* Begin Available records *
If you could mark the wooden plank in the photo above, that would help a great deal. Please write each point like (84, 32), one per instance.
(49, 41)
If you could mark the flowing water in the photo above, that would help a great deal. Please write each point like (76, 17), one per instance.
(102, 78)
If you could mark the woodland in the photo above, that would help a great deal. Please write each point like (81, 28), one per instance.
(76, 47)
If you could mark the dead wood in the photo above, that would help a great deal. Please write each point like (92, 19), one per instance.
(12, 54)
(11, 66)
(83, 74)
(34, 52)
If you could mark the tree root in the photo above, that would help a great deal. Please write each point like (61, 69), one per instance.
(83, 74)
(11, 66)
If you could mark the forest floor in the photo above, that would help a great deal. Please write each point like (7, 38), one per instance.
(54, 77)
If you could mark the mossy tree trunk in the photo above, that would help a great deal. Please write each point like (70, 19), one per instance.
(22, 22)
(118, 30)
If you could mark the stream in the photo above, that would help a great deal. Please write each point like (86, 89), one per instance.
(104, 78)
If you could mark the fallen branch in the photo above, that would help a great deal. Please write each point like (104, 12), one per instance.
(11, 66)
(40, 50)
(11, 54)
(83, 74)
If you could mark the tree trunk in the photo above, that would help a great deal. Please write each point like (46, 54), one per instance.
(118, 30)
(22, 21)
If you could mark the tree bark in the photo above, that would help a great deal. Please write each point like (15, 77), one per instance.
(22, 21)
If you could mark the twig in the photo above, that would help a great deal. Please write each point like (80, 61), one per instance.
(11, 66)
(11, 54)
* End Available records *
- _Task statement_:
Please restate the whole listing word for word.

- _Response to this exercise_:
If you could mark the wooden plank in the photo above, that would help a great deal. Please write each point like (84, 32), one per instance.
(49, 41)
If you could mark the flowing water in the photo above, that would help a great deal. Please write each point like (76, 17), one per instance.
(102, 78)
If you could mark the woodland in the photo above, that would help a great deal. Please write each point like (81, 28), one per instance.
(76, 47)
If you could mark the dead wood in the photo above, that would help a great deal. Please write each point like (92, 19), one per instance.
(12, 54)
(11, 66)
(83, 74)
(34, 52)
If you could mark the tree root in the photo above, that would help a great deal. Please write each point like (61, 69), one per instance.
(83, 74)
(11, 66)
If you could mark the forest floor in the photo above, that would help a great deal. Please write each point like (7, 38), one per instance.
(54, 77)
If you could mark the mossy tree trunk in the photo above, that would help a great deal. Please write each point like (70, 19), one per instance.
(22, 22)
(118, 30)
If you could mark the stream in the photo above, that would help a great deal. Please write each point like (86, 89), one per instance.
(104, 78)
If you could mark the fallen branch in the photo above, that would help a great deal. Please write each point like (104, 12), one per instance.
(11, 66)
(40, 50)
(11, 54)
(83, 74)
If you could mark the tree trunk in the photo above, that would help a great deal. Please write each point like (46, 54), one per instance.
(118, 30)
(22, 21)
If you could mark the tree bark in the photo above, that would help a great deal. Please write each point like (15, 77), one per instance.
(22, 21)
If you could mark the twig in the photo above, that would help a great deal. Please write each point like (80, 61), one per instance.
(11, 66)
(11, 54)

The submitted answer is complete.